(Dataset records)
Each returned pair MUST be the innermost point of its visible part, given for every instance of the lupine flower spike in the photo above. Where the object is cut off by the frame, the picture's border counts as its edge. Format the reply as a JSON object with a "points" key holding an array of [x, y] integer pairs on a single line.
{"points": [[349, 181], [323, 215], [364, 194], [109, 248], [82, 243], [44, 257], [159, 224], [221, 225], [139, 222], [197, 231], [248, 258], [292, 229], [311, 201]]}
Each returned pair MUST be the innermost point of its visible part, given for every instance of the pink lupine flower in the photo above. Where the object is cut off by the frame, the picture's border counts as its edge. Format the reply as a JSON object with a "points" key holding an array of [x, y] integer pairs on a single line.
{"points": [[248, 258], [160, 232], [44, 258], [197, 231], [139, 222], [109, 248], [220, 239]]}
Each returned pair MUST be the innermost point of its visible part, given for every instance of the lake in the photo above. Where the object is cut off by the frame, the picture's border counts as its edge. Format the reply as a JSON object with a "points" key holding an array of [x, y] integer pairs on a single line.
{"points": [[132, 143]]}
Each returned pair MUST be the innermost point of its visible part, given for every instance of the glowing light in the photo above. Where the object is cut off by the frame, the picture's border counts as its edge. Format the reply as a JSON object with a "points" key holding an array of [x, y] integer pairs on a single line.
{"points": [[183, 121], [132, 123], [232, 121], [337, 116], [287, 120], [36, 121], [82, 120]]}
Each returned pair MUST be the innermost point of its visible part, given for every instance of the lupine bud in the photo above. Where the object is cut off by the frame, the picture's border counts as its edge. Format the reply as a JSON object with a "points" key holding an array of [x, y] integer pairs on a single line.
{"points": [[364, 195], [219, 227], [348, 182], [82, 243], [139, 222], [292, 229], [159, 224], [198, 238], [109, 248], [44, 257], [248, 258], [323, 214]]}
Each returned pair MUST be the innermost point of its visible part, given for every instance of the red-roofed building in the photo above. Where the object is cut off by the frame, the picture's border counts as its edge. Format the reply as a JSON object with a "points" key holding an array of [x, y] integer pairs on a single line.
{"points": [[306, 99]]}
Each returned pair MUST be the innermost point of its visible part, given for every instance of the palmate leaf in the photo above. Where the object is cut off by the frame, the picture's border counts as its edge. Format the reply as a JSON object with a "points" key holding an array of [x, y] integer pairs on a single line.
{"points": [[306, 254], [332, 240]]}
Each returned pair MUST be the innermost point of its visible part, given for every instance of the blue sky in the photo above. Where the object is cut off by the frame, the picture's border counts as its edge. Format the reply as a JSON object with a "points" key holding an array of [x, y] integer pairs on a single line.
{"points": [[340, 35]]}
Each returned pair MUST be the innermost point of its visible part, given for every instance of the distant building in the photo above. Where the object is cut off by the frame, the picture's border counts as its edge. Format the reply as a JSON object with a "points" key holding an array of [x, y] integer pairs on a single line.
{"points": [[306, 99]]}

- TASK OBJECTIVE
Return every line of the material exactly.

- FULL SOLUTION
Each returned pair MUST be the innermost point of its visible part, given for every instance of the lupine flower spike in the photo above. Where the object is cut off by the frame, the picture's border counts as its edge. Format the reply as a JSON object with a "points" key holding an array of [x, y] integer pairs on a single line.
{"points": [[349, 181], [323, 215], [364, 194], [109, 248], [82, 243], [44, 257], [159, 224], [221, 225], [139, 222], [197, 231], [248, 258], [292, 229], [311, 201]]}
Each returned pair MUST be the innermost point of its visible part, given for every instance of the pink lupine flower in the photo above. Where the object is cut off by the frame, the picture's border counts as its edge. Format the reply as a JSON object with a "points" key holding an array of [x, y] integer pairs on a single line.
{"points": [[248, 258], [160, 232], [44, 258], [197, 231], [139, 222], [109, 248], [220, 239]]}
Each returned pair MUST be the innermost point of its visible part, given for every instance of the lake in the photo above. Where the object is cut off by the frame, the picture's border counts as its edge. Format the reply as a JSON object with a "points" key holding an array of [x, y] integer pairs on a single line.
{"points": [[132, 143]]}
Each returned pair MUST be the innermost point of its visible part, given for every instance of the glowing light in the photo above. Where the object is cut off by the frame, the picture's border counts as its edge. Format the reply as a JSON object with a "points" key holding an array of [x, y] integer pairs on a single line.
{"points": [[183, 121], [132, 123], [232, 121], [337, 116], [287, 120], [36, 121], [82, 120]]}
Each returned pair MUST be the innermost point of its visible part, given for every instance of the lupine bud in the photo above. Where the object is cut off by the frame, the picture's border counts as its edge. Format the reply as a JSON object with a "points" key holding an array of [x, y] integer pairs on a single line.
{"points": [[364, 195], [219, 227], [348, 182], [82, 243], [139, 222], [292, 229], [159, 224], [198, 238], [109, 248], [44, 257], [248, 258], [323, 214]]}
Each returned pair MUST be the innermost point of its visible part, given for every instance of the red-roofed building in the photo above. Where the object is cut off by the frame, the picture's border counts as its edge. Format the reply as a JSON object with a "points" key holding an array of [x, y] integer pairs on a single line.
{"points": [[306, 99]]}
Each returned pair MUST be the innermost point of its visible part, given for every instance of the palmate leaf in the photo above. Where the object is cut off by the frame, the picture's border counts as its edge. Format the reply as a JSON object with a "points" key holding an array of [x, y] integer pairs on a single line.
{"points": [[306, 254], [332, 240]]}
Each returned pair MUST be the innermost point of its visible part, given for every instance of the blue sky in the photo above. Where the object is cut off by the frame, the picture's border counts as its edge. Format the reply as a JSON object with a "points" key holding an array of [x, y] integer pairs on a single line.
{"points": [[340, 35]]}
Each returned pair MUST be the innermost point of its visible part, given for every instance of the distant building in the photo above. Where the object is cut off by the frame, the picture's border counts as its edge. Format the reply as a JSON object with a "points" key holding an array of [x, y] integer pairs on a single line.
{"points": [[306, 99]]}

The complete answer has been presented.